══ DOCUMENT SECTION ══

Props to Gothamist for providing a solid and concise summary.

Right, blame Obama for the economy he's inheriting.

I think that commentator was more or less mocking the Obamaholics and developers who drank the government's Kool-Aid. The idea by both parties that everyone should own a home was absurd. Obama wasn't the root cause of the problem, but he wasn't the solution. As a Senator, did he ever understand the collusion and inherent hazard with Fannie, Freddie, and Ginnie? That was part of his responsibility along with every other Senator and Congressman. They all let us down by promoting a secondary securitization market. So I do blame Obama, partly.

And the party is over. Wait until foreign investors pull out of US assets and all the ARMs reset to higher rates. Not to mention even people in 30 year fixed rates are going to struggle to make payments if they're unemployed.

These Wall St douchebags and their ill-gotten gains drove-up NYC RE prices to astronomically ridiculous heights, pricing even upper middle class people completely out of the market not to mention the working middle class.

═══
══ RECORDS SUPPLIED ══

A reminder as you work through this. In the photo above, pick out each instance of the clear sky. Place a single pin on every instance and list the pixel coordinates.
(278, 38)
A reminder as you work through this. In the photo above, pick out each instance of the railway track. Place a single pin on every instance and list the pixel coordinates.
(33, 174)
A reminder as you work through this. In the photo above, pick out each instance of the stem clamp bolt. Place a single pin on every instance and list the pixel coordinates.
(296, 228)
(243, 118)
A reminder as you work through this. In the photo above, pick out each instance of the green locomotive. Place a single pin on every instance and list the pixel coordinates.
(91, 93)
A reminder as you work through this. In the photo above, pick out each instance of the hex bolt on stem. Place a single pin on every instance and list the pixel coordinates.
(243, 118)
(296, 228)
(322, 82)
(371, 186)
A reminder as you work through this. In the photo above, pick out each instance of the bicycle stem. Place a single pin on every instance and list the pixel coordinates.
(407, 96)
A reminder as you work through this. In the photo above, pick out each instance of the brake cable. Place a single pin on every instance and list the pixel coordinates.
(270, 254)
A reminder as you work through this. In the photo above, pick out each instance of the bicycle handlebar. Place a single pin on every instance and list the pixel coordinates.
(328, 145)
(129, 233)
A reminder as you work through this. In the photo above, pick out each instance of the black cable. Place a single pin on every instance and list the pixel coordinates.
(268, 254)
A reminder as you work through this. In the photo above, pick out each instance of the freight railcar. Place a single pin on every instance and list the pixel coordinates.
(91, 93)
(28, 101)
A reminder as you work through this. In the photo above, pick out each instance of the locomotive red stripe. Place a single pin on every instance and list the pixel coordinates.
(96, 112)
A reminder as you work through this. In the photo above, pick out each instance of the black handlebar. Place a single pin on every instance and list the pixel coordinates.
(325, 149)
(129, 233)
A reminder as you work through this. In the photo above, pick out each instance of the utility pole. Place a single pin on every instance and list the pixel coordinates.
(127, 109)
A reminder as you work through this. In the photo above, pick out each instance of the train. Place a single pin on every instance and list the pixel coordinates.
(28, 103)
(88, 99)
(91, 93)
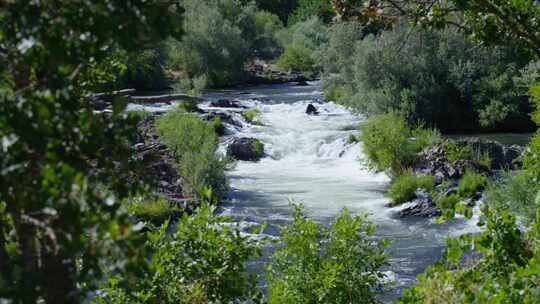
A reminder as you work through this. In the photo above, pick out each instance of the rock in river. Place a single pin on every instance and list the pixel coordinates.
(311, 110)
(248, 149)
(226, 103)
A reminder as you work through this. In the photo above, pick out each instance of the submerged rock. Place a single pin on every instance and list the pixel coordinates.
(422, 206)
(247, 149)
(311, 110)
(226, 103)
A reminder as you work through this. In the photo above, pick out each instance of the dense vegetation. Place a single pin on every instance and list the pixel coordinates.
(66, 186)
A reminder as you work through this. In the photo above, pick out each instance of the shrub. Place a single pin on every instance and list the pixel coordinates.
(193, 144)
(156, 210)
(440, 77)
(403, 187)
(516, 192)
(252, 116)
(300, 42)
(385, 138)
(352, 139)
(218, 126)
(424, 137)
(470, 183)
(456, 151)
(265, 43)
(201, 261)
(297, 58)
(139, 114)
(320, 264)
(145, 71)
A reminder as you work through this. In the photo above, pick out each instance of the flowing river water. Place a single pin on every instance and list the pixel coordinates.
(308, 160)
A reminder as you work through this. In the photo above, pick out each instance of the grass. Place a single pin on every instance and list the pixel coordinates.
(404, 186)
(470, 183)
(193, 144)
(455, 151)
(252, 116)
(155, 210)
(352, 139)
(139, 114)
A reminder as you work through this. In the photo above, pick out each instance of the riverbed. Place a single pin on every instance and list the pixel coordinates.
(309, 160)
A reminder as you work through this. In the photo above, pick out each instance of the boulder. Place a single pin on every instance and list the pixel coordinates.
(226, 103)
(247, 149)
(311, 110)
(224, 117)
(422, 206)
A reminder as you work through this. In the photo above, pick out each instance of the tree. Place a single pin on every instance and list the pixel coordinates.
(63, 168)
(491, 21)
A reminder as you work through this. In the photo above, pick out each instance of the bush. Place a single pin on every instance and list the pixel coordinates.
(440, 77)
(216, 43)
(516, 192)
(385, 138)
(319, 264)
(265, 44)
(425, 137)
(403, 187)
(193, 144)
(252, 116)
(470, 183)
(448, 205)
(145, 71)
(201, 261)
(156, 210)
(456, 151)
(301, 42)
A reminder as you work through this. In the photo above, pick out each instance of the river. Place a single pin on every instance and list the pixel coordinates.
(309, 161)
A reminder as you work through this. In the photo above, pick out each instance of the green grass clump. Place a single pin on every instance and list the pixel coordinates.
(404, 186)
(455, 151)
(385, 139)
(352, 139)
(193, 144)
(189, 105)
(252, 116)
(470, 183)
(155, 210)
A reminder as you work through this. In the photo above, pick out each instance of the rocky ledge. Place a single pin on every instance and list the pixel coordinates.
(480, 156)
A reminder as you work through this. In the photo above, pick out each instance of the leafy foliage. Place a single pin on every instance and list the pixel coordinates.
(58, 220)
(389, 143)
(202, 261)
(300, 43)
(193, 144)
(252, 116)
(470, 183)
(439, 77)
(404, 186)
(318, 264)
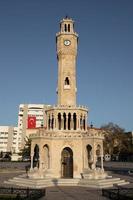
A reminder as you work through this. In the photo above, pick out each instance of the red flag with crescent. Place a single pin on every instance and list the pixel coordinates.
(31, 122)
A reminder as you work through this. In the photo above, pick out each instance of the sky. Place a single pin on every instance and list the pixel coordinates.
(28, 64)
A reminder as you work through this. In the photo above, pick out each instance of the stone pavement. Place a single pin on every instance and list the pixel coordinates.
(72, 193)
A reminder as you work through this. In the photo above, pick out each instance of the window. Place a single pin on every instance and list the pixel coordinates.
(68, 27)
(67, 81)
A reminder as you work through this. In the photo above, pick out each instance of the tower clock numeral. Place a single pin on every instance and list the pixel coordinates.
(67, 42)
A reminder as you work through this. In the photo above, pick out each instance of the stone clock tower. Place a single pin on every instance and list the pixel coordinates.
(66, 41)
(65, 152)
(66, 147)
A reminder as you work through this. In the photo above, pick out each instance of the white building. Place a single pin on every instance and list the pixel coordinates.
(8, 139)
(30, 116)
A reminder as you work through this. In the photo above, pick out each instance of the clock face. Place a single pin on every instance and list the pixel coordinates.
(67, 42)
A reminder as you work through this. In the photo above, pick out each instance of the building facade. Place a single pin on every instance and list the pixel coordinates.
(66, 148)
(30, 116)
(8, 139)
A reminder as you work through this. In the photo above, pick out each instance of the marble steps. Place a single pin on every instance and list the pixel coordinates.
(40, 183)
(105, 183)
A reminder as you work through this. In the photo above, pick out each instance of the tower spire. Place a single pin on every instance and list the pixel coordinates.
(66, 54)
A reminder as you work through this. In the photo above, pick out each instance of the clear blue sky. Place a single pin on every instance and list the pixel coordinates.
(28, 65)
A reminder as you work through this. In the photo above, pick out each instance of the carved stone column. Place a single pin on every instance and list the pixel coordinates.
(66, 121)
(31, 162)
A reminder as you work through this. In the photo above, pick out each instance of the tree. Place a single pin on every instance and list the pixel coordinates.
(115, 139)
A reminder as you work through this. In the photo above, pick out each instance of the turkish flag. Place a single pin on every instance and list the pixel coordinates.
(31, 122)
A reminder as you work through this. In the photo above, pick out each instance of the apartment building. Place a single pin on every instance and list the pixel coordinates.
(8, 139)
(30, 116)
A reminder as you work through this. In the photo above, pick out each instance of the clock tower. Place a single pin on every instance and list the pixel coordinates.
(66, 43)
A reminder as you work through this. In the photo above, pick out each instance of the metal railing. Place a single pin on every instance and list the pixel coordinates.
(119, 193)
(21, 193)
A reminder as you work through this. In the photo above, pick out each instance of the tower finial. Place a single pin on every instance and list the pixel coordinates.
(67, 17)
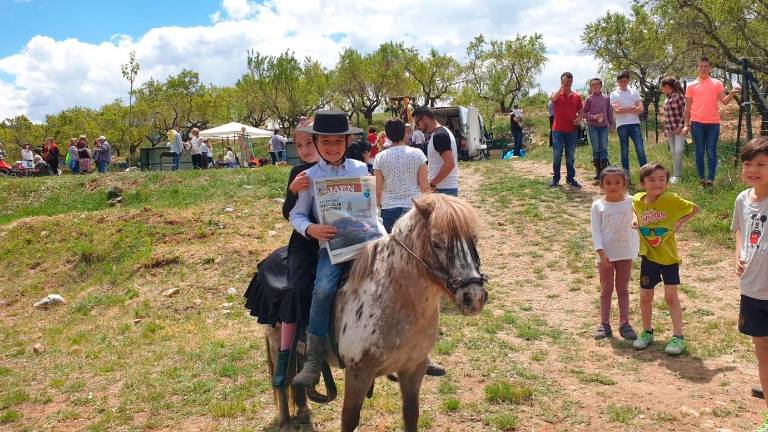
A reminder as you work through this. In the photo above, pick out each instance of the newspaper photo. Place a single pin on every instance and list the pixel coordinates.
(349, 204)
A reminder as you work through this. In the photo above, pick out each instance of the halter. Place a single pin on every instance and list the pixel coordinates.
(454, 283)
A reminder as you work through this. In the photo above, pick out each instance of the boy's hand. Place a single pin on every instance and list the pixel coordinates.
(740, 266)
(299, 183)
(321, 232)
(604, 261)
(678, 225)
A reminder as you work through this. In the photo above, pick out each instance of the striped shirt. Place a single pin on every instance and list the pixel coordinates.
(674, 107)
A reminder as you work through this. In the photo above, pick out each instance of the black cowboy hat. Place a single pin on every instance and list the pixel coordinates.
(330, 122)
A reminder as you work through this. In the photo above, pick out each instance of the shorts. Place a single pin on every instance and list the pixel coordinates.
(651, 273)
(753, 316)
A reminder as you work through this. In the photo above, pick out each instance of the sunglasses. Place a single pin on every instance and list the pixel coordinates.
(660, 231)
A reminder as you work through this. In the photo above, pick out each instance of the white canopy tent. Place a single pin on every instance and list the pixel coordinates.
(240, 136)
(230, 130)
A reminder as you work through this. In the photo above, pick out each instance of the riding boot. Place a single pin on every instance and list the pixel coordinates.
(281, 369)
(598, 167)
(596, 164)
(310, 373)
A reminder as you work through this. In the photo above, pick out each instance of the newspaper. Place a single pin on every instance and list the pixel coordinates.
(349, 204)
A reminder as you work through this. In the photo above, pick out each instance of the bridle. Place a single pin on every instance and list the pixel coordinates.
(449, 282)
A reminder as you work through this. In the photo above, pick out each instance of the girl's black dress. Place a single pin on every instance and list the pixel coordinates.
(281, 290)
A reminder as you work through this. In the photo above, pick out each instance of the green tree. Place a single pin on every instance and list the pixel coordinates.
(288, 88)
(503, 71)
(437, 75)
(130, 70)
(640, 43)
(366, 81)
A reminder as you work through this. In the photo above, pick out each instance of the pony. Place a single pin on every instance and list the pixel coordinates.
(386, 313)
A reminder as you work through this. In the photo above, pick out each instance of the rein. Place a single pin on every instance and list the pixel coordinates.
(454, 283)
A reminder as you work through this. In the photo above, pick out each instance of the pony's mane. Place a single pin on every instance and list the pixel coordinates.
(446, 214)
(450, 214)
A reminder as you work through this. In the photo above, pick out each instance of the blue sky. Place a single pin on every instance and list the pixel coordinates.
(94, 21)
(56, 54)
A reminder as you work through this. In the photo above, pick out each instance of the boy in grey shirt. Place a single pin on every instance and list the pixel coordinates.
(750, 214)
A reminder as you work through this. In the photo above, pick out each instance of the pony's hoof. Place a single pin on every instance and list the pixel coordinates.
(303, 417)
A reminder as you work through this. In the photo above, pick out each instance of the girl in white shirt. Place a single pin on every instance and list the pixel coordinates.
(616, 244)
(401, 175)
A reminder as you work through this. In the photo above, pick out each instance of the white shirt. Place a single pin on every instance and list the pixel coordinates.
(435, 160)
(304, 207)
(399, 166)
(417, 137)
(751, 219)
(625, 98)
(612, 229)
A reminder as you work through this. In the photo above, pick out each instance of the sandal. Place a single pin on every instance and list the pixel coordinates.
(604, 331)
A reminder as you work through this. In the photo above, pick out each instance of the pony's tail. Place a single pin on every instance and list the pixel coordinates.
(362, 265)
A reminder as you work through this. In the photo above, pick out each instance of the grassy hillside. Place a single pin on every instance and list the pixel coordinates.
(119, 355)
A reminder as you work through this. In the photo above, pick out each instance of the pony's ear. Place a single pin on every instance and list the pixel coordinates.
(424, 209)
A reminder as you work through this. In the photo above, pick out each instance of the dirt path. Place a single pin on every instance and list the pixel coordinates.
(596, 386)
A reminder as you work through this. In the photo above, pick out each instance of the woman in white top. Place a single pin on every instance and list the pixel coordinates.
(401, 175)
(229, 158)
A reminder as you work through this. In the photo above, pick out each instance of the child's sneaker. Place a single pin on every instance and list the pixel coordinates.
(763, 428)
(676, 346)
(604, 331)
(627, 332)
(645, 339)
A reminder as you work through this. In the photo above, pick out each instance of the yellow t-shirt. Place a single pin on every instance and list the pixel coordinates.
(657, 221)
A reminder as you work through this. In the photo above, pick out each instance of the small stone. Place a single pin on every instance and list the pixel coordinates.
(171, 292)
(49, 301)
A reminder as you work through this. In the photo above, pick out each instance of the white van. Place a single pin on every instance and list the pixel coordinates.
(467, 126)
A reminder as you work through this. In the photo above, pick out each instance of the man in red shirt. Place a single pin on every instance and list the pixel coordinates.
(568, 107)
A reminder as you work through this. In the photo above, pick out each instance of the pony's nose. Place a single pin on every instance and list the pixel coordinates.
(467, 300)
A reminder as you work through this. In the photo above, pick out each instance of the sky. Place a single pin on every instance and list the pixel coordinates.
(56, 54)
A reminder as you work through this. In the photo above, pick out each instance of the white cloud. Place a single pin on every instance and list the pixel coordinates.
(50, 75)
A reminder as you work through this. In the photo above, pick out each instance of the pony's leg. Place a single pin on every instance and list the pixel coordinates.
(410, 385)
(356, 385)
(303, 413)
(285, 413)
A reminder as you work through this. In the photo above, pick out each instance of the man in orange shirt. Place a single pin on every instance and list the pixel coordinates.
(568, 107)
(702, 118)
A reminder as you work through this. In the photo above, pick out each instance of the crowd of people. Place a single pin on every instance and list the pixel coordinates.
(645, 224)
(693, 110)
(80, 158)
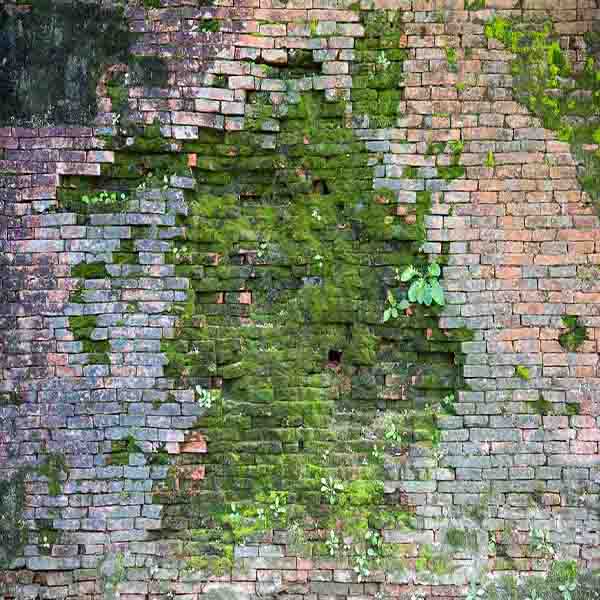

═══

▸ **PROBLEM DESCRIPTION**
Print the part of the housing comments above between "Right, blame Obama" and "if they're unemployed.", inclusive, word for word.

▸ **RESPONSE**
Right, blame Obama for the economy he's inheriting.

I think that commentator was more or less mocking the Obamaholics and developers who drank the government's Kool-Aid. The idea by both parties that everyone should own a home was absurd. Obama wasn't the root cause of the problem, but he wasn't the solution. As a Senator, did he ever understand the collusion and inherent hazard with Fannie, Freddie, and Ginnie? That was part of his responsibility along with every other Senator and Congressman. They all let us down by promoting a secondary securitization market. So I do blame Obama, partly.

And the party is over. Wait until foreign investors pull out of US assets and all the ARMs reset to higher rates. Not to mention even people in 30 year fixed rates are going to struggle to make payments if they're unemployed.